ITEMS >>
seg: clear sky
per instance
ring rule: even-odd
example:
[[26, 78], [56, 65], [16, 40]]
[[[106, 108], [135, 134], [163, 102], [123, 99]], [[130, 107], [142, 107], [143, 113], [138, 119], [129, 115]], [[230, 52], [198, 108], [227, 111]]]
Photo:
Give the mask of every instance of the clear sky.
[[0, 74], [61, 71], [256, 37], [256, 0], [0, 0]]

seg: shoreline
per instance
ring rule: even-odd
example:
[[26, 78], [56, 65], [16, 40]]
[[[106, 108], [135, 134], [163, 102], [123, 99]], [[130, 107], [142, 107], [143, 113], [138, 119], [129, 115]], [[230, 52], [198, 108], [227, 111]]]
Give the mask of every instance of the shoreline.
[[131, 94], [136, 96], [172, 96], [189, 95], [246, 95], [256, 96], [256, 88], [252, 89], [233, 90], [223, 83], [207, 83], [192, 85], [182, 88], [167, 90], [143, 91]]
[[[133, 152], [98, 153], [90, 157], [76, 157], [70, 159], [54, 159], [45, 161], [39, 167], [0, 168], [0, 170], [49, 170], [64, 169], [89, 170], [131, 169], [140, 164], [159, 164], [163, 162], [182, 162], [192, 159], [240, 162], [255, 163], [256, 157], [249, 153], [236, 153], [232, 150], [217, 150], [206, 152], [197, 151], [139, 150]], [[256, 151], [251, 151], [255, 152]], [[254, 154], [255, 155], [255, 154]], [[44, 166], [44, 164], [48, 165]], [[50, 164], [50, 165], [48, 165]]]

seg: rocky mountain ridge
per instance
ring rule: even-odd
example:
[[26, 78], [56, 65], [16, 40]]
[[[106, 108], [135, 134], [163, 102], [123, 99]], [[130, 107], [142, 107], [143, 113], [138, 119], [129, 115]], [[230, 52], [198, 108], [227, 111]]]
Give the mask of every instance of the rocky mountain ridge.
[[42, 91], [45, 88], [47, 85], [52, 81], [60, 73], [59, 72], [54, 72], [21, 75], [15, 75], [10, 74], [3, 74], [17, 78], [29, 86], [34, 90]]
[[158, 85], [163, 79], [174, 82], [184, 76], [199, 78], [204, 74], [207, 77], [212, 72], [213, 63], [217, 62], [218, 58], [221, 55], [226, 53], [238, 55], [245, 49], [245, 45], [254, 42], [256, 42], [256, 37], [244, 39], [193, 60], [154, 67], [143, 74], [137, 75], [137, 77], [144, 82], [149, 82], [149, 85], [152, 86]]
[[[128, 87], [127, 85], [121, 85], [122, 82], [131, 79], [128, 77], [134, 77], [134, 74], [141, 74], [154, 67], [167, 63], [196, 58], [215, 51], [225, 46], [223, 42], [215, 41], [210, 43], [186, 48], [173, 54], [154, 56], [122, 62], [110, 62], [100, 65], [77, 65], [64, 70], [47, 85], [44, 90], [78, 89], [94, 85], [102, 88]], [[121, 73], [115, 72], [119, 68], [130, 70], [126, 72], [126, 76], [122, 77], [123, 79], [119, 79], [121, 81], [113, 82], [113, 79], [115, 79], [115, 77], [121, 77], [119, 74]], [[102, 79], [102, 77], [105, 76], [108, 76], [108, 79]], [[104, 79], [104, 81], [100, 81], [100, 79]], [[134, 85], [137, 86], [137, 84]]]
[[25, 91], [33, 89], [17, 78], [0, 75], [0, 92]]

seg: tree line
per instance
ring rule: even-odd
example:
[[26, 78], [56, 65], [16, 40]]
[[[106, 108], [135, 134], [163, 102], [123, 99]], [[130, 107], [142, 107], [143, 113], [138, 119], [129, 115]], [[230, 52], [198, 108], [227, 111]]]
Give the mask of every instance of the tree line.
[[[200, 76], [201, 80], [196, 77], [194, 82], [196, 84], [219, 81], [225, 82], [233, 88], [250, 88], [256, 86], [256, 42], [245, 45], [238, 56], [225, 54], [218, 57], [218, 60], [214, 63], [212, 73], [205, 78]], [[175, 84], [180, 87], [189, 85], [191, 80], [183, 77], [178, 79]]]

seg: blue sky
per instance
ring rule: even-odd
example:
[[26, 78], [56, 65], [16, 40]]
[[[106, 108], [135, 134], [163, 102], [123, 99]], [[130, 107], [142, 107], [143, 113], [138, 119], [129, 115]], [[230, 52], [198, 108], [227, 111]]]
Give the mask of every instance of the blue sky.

OBJECTIVE >>
Set out the stretch from the line containing "seg: blue sky" through the end of the items as a Markdown table with the columns Row and Item line. Number each line in order and leave out any blank lines.

THE RESPONSE >>
| Row | Item line |
|---|---|
| 1 | seg: blue sky |
| 2 | per instance |
| 3 | ring rule: even-odd |
| 4 | example: |
| 5 | [[26, 78], [56, 65], [16, 40]] |
| 6 | [[[106, 108], [135, 134], [163, 102], [123, 99]], [[130, 107], [142, 107], [143, 113], [138, 119], [129, 115]], [[230, 52], [198, 108], [227, 111]]] |
| 7 | Give the mask of every instance of the blue sky. |